Seu enredo, criado pelo bailarino
russo Vaslav Nijinski -foi o primeiro a representá-lo-, começa
com um jogo de tênis em um parque sob iluminação artificial.
A bola vai parar em um bosque
vizinho, e o jovem e as duas garotas que jogavam vão atrás dela.
Nesse momento, segundo a trama, surge um ambiente de encantamento entre os três. A peça termina abruptamente com outra bola caindo no bosque, de repente, e
assustando as personagens.
O balé, que tem duração de 18
minutos, estreou em 1913 e recebeu muitas críticas.
"É a obra mais transparente e
abstrata música deste século. Eu a
coloco entre as três obras que dão a
virada do século passado para este,
junto com "Sagração da Primavera'
de Igor Stravinski e "Pierrô Lunar',
de Arnold Schoenberg", afirma o
maestro Medaglia.

· · · ·

• Lista de exercícios
[1] Segundo o trecho sobre o balé, por que o jovem e as duas garotas entram no bosque? Responda em uma a três frases.
[2] Reproduza todos os registros desde a linha que contém "Does it include any white ceiling?" até o fim, incluindo a pergunta. Aumente em 60 cada coordenada das respostas.
O texto e os registros são independentes um do outro.

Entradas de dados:

· · · ·

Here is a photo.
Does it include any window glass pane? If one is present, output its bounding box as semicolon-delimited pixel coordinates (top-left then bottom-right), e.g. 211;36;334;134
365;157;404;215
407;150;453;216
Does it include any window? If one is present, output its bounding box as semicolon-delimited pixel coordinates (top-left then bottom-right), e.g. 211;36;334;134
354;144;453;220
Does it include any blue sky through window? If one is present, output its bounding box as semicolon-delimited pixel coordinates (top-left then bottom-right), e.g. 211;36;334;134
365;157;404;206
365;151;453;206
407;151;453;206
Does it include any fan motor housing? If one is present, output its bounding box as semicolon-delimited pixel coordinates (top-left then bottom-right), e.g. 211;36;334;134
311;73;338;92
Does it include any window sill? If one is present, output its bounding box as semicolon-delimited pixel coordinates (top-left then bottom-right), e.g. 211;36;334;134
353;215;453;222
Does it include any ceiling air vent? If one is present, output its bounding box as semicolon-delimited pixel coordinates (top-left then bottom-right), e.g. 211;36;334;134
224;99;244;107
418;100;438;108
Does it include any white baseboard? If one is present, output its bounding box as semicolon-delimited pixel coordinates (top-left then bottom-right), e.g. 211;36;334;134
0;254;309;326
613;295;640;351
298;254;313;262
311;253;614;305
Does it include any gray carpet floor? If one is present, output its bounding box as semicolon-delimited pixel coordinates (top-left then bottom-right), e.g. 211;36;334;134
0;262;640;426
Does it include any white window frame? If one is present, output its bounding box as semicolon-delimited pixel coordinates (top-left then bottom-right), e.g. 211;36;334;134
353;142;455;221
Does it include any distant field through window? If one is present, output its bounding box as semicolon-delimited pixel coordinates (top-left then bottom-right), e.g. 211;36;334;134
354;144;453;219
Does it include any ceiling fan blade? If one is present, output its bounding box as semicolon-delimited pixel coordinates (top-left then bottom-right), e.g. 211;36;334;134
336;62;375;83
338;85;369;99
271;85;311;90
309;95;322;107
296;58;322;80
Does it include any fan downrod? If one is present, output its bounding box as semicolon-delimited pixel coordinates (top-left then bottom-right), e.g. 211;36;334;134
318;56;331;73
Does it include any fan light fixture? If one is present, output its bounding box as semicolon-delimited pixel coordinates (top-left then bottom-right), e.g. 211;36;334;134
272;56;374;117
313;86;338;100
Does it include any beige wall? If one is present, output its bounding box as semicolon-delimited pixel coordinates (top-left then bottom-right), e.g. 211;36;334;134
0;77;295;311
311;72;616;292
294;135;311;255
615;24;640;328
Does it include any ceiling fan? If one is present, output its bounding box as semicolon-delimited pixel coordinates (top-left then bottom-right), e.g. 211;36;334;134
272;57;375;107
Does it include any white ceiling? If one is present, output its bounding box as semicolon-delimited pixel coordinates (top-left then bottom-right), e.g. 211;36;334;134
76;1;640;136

· · · ·

• Respostas
[1] A bola com que jogavam tênis foi parar em um bosque vizinho. Por isso, os três vão atrás dela.

[2]
Does it include any white ceiling? If one is present, output its bounding box as semicolon-delimited pixel coordinates (top-left then bottom-right), e.g. 211;36;334;134
136;61;700;196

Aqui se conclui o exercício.